- _Instructions for the task_
Instruction for the entries that follow: retype exactly the lines from the line with "Exercise. Find the white railing" to the line with "Exercise. Find the glass balcony", both included, and omit all others.
* * *
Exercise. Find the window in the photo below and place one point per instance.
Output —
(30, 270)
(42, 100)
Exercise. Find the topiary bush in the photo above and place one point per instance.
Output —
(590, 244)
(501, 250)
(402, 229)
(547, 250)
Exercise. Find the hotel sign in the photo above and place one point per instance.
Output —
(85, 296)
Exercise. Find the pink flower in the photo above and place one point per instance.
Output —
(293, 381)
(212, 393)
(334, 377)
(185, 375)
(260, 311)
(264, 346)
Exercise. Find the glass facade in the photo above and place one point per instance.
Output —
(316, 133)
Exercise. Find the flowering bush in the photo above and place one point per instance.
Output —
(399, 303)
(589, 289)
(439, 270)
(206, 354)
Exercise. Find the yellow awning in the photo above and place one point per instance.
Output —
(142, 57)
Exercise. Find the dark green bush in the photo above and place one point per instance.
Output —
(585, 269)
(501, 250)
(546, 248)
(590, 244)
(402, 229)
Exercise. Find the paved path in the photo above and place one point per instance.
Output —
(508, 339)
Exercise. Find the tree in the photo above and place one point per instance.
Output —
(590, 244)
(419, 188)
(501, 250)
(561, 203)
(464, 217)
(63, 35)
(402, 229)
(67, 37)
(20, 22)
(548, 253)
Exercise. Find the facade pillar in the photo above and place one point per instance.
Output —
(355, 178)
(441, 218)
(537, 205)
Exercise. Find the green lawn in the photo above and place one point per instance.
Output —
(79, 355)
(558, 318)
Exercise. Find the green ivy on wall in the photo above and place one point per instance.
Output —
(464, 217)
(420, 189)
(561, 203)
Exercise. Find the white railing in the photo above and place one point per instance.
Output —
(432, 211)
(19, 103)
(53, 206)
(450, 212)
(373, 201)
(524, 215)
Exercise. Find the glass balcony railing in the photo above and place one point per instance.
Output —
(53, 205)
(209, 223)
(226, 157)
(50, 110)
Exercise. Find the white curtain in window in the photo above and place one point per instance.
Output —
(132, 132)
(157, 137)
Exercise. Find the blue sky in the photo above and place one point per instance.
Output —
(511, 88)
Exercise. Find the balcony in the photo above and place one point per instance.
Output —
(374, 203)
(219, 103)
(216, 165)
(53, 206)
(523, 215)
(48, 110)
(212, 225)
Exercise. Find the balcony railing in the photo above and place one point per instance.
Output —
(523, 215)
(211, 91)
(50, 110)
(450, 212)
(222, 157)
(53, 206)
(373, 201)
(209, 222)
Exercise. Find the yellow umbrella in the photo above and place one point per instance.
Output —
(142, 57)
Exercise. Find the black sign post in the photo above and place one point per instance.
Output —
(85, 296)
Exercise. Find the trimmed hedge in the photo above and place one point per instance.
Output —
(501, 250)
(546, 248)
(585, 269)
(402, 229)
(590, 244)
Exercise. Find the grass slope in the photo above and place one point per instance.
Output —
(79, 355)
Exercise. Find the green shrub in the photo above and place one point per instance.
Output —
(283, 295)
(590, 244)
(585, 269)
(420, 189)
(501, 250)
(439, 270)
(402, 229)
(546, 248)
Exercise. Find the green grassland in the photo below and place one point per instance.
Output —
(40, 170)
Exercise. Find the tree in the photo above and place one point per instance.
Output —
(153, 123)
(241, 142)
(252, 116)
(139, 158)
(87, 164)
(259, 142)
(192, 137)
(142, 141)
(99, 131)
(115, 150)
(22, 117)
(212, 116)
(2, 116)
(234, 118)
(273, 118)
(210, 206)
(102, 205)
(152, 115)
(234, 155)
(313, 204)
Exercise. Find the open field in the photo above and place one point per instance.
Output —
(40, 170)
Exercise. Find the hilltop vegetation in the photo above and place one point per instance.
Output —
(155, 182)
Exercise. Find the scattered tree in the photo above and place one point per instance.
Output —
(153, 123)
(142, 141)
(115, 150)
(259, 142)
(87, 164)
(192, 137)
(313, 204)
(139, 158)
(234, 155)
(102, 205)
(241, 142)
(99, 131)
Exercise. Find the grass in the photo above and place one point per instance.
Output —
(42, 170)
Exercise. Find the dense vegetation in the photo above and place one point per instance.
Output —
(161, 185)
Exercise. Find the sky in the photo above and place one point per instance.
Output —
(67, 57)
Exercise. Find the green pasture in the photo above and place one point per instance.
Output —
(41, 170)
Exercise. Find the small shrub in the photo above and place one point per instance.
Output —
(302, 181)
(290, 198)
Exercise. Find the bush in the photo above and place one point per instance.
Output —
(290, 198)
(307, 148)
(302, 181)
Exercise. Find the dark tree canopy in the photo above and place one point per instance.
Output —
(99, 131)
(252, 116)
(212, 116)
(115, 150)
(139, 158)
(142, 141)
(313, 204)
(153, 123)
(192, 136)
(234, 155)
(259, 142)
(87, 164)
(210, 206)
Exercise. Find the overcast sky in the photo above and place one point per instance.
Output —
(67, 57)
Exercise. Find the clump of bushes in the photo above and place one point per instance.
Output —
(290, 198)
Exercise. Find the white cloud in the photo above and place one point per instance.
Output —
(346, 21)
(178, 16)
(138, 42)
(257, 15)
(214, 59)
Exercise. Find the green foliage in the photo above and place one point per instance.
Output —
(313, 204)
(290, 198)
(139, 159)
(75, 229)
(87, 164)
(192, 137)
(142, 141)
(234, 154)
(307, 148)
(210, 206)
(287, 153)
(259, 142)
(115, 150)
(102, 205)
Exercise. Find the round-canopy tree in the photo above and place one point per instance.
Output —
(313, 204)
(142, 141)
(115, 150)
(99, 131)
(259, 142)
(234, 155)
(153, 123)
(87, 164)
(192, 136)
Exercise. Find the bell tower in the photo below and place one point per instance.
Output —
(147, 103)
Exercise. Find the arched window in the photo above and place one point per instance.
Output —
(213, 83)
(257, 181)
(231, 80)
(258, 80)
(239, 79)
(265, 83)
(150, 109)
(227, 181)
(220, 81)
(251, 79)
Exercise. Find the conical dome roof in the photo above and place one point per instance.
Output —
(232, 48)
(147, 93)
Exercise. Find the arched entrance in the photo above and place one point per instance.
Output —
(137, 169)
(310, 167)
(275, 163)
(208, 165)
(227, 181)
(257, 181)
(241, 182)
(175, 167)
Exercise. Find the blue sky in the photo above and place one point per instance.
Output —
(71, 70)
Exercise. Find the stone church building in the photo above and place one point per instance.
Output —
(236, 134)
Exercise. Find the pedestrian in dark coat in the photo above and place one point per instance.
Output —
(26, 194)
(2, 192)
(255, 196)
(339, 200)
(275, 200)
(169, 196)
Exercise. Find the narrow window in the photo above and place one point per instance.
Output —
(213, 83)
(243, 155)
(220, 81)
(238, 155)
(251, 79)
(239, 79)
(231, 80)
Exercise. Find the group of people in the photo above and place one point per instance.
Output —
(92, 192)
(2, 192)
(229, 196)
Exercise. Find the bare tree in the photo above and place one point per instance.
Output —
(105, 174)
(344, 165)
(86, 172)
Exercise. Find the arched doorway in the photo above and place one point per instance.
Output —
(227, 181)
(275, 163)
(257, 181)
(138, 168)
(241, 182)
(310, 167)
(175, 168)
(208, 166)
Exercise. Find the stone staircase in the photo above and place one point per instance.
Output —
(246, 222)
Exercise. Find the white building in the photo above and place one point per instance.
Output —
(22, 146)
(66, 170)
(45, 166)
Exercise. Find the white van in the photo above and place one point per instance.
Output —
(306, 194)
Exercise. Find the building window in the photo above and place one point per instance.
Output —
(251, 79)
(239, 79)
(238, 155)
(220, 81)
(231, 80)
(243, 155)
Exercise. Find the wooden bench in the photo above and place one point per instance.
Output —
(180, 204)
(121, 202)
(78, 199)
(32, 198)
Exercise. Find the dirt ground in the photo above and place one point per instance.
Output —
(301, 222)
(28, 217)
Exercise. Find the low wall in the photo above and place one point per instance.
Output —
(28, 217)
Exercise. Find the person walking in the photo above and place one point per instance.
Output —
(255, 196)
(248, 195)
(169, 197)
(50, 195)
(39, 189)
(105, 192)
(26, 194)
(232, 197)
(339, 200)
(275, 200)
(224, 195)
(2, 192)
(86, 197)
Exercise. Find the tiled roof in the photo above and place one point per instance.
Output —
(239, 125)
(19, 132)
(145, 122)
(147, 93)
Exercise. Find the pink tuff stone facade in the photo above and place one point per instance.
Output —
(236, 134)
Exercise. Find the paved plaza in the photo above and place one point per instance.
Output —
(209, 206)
* * *
- _Output of the exercise_
Exercise. Find the white railing in the photo above and place one point per instance.
Output —
(432, 211)
(19, 103)
(53, 206)
(450, 212)
(373, 201)
(524, 215)
Exercise. Find the glass balcony railing in the photo above and place one point per instance.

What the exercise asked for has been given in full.